→ **Exercise 1**
In the book review, which suburb do Victoria and Rachel move to after leaving New York City?
→ **Exercise 2**
Rewrite the book review text between "By Jami Deise" and "a restrained manner.", inclusive, replacing "psychologist" with "therapist" wherever it appears.

→ **Text excerpt**
◆ ◆ ◆ ◆ ◆

Wednesday, August 26, 2020

Book Review: Barbarians at the PTA

By Jami Deise

With “Mean Moms” stories being so popular, it’s difficult these days to write a book that will stand out in this genre. Mean moms spawn mean daughters; what’s left to say? Author Dr. Stephanie Newman, a clinical psychologist, does have something new to say, and takes a fresh approach into the material. In Barbarians at the PTA, her second book (the first puts the characters of Mad Men on her couch), Newman’s protagonist is also a psychologist. When the bullying starts, Dr. Victoria Bryant observes it in a detached, clinical way that lets her give reasonable advice and respond in a restrained manner.

At least, that’s her intention.

When Victoria’s wedding comes to a halt in the most embarrassing way possible, she takes her 11-year-old daughter Rachel and moves out of New York City to the Westchester suburb of Mayfair. Having inherited an old home there from an aunt, and with several patients who live in the area, Victoria thinks she’s prepared for the lifestyle. But when Rachel and Victoria both become targets of the school’s PTA president, Lee DeVry, things quickly spiral out of control. Lee’s daughter makes sure Rachel is ostracized at school, and Rachel is devastated. And there’s nothing Victoria can say or do to make it better. As Lee makes sure that Rachel is kept away from birthday parties, late to soccer practice and even targeted online, none of Victoria’s psychological insight provides any help. Even worse, Victoria’s new boyfriend is an old friend of Lee’s. And when she complains about Lee’s machinations, he wonders who is the real villain, Victoria or Lee?

◆ ◆ ◆ ◆ ◆

→ **Records shown**
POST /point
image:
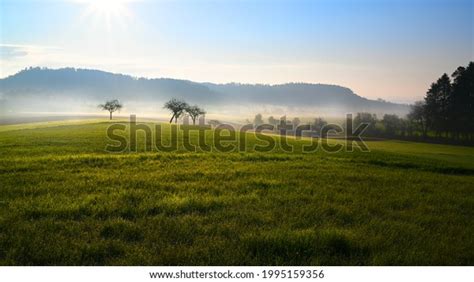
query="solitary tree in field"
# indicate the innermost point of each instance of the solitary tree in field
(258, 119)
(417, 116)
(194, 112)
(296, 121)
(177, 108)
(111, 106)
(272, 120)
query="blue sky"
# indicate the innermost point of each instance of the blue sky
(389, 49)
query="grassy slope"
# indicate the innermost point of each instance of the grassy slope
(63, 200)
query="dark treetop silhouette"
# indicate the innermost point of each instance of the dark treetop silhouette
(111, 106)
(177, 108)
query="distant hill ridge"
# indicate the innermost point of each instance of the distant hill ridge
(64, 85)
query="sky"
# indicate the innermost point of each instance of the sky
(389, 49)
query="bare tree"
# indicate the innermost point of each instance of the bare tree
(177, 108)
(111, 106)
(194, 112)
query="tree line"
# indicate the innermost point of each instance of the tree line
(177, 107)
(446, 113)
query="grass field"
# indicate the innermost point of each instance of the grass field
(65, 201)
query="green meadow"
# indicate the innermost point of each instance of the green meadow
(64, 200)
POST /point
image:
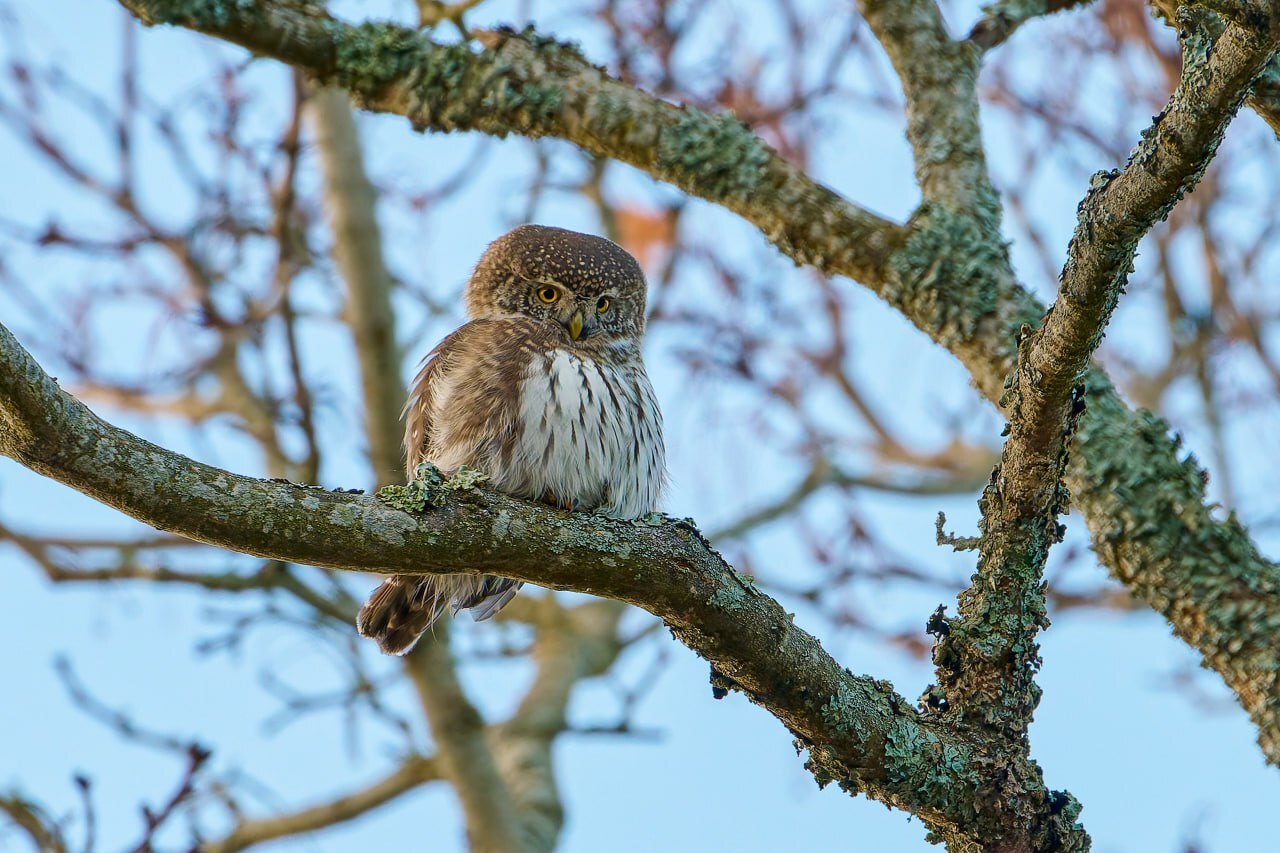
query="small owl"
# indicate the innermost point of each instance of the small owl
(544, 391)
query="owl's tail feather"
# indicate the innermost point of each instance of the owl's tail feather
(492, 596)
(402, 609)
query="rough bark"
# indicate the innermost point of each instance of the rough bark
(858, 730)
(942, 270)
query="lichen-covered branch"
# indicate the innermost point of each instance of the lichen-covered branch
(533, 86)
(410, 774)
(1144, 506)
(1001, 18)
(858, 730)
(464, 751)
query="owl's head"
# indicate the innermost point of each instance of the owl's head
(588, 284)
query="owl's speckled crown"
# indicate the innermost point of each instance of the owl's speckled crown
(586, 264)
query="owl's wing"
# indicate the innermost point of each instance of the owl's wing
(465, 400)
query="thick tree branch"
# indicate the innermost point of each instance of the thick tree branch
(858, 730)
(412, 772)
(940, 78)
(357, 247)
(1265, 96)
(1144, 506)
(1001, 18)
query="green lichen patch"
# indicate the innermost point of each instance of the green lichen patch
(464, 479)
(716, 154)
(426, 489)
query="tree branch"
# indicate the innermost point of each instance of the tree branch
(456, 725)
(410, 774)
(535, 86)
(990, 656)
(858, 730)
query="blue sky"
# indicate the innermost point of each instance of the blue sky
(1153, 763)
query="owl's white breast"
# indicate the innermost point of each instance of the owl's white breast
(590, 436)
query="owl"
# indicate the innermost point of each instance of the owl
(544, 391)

◆ ◆ ◆ ◆ ◆

→ **Your response 1**
They move to Mayfair, a suburb in Westchester.

→ **Your response 2**
By Jami Deise

With “Mean Moms” stories being so popular, it’s difficult these days to write a book that will stand out in this genre. Mean moms spawn mean daughters; what’s left to say? Author Dr. Stephanie Newman, a clinical therapist, does have something new to say, and takes a fresh approach into the material. In Barbarians at the PTA, her second book (the first puts the characters of Mad Men on her couch), Newman’s protagonist is also a therapist. When the bullying starts, Dr. Victoria Bryant observes it in a detached, clinical way that lets her give reasonable advice and respond in a restrained manner.